# [THE REQUEST]
Pick out every line in the rows below that contains the word "dark", and copy each one. Letter case matters.

# [RECORDS PROVIDED]
* * *

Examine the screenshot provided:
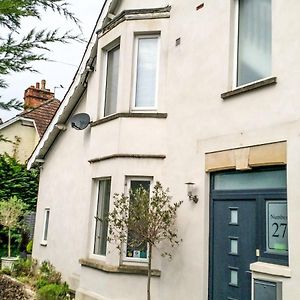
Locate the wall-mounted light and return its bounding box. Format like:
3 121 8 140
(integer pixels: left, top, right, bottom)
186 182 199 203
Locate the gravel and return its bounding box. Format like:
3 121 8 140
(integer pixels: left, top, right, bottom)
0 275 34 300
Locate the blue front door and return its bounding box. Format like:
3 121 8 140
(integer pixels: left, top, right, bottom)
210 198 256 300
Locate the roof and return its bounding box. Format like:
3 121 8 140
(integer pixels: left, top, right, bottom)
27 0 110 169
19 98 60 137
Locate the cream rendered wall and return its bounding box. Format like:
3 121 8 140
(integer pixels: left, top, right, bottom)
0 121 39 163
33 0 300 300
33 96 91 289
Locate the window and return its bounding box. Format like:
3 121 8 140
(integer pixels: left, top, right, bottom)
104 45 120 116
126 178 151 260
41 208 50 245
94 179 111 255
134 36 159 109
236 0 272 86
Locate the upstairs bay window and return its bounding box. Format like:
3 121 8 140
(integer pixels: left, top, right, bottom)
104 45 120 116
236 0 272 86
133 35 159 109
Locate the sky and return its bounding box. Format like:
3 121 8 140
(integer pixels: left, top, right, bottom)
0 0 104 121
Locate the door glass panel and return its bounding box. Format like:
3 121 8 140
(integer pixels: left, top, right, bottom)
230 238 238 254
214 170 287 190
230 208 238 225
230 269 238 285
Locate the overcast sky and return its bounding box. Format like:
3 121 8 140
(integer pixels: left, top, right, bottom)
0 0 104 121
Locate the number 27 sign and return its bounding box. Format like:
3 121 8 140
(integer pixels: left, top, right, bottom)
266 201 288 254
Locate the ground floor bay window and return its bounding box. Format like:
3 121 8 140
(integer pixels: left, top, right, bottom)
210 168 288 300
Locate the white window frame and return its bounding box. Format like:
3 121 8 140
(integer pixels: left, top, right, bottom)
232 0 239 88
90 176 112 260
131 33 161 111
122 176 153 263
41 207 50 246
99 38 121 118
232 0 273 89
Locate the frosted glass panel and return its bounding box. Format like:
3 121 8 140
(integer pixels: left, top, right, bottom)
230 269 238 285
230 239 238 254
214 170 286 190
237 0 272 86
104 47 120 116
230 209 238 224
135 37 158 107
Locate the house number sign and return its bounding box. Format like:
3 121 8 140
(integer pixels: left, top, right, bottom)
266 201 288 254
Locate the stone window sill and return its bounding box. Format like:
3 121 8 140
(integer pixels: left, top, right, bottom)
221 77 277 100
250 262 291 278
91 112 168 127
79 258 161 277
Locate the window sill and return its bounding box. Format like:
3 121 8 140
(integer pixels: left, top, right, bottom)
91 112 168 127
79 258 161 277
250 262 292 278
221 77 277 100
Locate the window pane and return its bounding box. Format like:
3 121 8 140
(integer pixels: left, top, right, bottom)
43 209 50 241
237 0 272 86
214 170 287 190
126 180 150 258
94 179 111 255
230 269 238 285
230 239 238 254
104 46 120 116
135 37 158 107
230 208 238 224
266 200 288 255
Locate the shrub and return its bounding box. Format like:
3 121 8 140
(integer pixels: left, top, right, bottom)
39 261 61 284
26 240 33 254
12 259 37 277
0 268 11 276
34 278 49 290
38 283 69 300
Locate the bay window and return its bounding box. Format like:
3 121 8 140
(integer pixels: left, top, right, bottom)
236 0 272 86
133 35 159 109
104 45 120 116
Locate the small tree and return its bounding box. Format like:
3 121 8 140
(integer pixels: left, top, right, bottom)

* * *

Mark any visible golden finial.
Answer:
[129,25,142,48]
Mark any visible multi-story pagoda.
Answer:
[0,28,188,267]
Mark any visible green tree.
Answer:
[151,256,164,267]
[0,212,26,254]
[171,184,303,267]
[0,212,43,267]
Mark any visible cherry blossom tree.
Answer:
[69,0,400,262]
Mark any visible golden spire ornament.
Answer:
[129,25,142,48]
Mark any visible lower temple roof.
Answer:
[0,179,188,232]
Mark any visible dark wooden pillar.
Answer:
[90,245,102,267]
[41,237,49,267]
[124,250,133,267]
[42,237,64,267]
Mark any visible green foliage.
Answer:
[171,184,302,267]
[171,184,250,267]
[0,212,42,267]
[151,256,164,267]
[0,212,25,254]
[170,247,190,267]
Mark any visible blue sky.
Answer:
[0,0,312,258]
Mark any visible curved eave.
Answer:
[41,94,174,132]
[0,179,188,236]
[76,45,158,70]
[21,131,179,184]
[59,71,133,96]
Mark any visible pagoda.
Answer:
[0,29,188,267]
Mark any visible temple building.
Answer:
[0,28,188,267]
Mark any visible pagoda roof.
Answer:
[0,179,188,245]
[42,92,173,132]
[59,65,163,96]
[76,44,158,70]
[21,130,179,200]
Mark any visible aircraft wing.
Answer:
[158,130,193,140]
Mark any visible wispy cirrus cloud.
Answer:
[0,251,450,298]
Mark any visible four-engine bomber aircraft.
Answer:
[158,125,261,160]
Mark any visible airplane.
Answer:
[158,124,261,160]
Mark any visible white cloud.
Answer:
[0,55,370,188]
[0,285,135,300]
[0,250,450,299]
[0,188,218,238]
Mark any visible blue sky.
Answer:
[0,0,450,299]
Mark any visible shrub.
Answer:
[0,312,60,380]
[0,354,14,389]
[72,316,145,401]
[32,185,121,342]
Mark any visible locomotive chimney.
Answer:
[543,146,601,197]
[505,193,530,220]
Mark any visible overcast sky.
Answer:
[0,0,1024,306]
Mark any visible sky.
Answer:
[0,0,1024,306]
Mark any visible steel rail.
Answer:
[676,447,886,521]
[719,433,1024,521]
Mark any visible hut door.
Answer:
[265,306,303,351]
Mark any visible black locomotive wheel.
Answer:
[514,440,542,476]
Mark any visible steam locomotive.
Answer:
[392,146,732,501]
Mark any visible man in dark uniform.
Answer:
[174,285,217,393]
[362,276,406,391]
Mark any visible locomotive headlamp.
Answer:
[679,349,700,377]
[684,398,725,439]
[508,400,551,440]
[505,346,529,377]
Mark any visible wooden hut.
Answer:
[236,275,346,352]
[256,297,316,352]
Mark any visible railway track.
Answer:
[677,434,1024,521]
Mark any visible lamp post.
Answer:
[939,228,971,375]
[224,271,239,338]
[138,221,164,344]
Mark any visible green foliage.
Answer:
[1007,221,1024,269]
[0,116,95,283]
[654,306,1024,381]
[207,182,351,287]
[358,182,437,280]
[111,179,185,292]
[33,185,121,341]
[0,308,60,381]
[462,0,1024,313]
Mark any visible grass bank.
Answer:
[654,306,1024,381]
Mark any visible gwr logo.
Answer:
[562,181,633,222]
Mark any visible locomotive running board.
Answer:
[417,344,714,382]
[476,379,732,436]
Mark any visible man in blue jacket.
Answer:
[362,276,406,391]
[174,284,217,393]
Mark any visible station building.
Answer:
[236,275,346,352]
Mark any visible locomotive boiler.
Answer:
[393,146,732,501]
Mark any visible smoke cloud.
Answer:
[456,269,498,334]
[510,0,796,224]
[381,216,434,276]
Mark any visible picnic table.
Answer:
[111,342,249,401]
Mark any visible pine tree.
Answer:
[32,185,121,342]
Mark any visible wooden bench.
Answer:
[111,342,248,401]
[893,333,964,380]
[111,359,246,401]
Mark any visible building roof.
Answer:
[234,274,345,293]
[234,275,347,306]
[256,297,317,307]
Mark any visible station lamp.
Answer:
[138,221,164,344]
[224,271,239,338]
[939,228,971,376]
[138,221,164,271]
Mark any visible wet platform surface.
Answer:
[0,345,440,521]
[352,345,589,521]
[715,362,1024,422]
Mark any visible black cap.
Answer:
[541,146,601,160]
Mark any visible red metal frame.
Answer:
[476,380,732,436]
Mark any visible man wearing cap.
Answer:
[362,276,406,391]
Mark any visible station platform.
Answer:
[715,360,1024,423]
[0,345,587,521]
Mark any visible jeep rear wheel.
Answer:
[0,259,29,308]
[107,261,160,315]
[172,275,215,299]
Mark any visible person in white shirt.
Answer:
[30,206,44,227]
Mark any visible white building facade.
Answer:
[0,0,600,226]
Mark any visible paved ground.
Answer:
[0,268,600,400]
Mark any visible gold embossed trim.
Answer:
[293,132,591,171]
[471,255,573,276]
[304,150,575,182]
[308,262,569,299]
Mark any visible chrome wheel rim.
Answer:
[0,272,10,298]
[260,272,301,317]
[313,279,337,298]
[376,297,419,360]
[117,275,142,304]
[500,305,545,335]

* * *

# [SOLUTION BELOW]
Mark any visible dark wooden pillar.
Mark any visible man in dark uniform.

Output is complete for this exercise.